THE PROBLEM
Report how many of the lines below contain the word "tree", giving only the number.
· · · · · · ·
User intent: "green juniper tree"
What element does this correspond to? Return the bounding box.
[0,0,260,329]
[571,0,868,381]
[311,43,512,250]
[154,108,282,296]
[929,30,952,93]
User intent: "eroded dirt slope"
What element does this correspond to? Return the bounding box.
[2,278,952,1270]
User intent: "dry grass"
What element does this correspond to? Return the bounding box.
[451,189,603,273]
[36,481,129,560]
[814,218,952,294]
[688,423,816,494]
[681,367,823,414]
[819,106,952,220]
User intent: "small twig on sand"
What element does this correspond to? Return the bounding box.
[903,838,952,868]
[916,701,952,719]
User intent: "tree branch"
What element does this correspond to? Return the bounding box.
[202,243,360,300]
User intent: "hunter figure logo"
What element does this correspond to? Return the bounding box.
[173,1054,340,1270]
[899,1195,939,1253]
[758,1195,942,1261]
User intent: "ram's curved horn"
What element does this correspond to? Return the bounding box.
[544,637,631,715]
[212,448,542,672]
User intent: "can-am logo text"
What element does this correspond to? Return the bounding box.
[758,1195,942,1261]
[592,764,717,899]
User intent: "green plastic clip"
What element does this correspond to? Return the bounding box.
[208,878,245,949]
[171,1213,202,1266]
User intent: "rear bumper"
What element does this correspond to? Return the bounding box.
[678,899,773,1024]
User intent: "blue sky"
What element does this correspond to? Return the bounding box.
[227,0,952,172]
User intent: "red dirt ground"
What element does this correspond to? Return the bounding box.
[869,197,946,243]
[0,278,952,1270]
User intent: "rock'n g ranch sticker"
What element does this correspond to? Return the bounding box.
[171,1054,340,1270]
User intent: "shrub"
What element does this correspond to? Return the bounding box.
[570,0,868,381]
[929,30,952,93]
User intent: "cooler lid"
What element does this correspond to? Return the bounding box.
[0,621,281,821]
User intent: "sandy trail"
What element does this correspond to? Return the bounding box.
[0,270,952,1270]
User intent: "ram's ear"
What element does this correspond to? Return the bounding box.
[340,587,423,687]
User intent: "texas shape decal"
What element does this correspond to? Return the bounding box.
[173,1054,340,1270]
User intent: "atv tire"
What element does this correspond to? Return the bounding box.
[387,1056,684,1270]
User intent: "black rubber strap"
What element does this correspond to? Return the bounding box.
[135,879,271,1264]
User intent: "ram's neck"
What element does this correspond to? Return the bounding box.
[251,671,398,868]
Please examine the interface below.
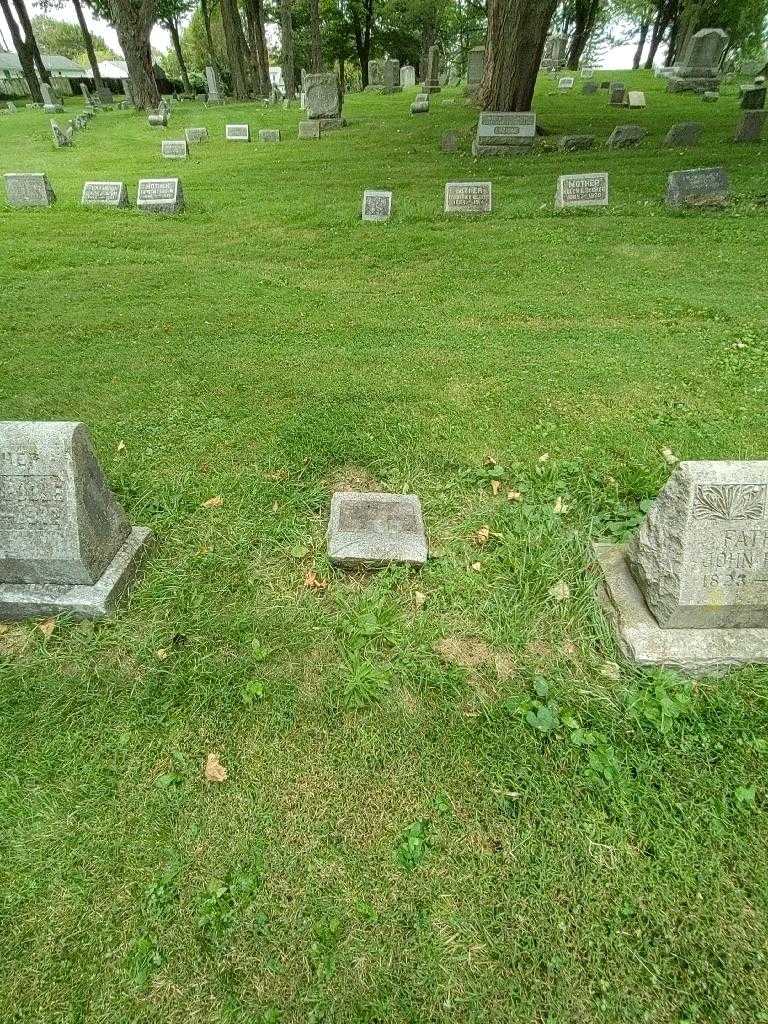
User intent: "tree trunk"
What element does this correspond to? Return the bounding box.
· · · · · · ·
THE REPLY
3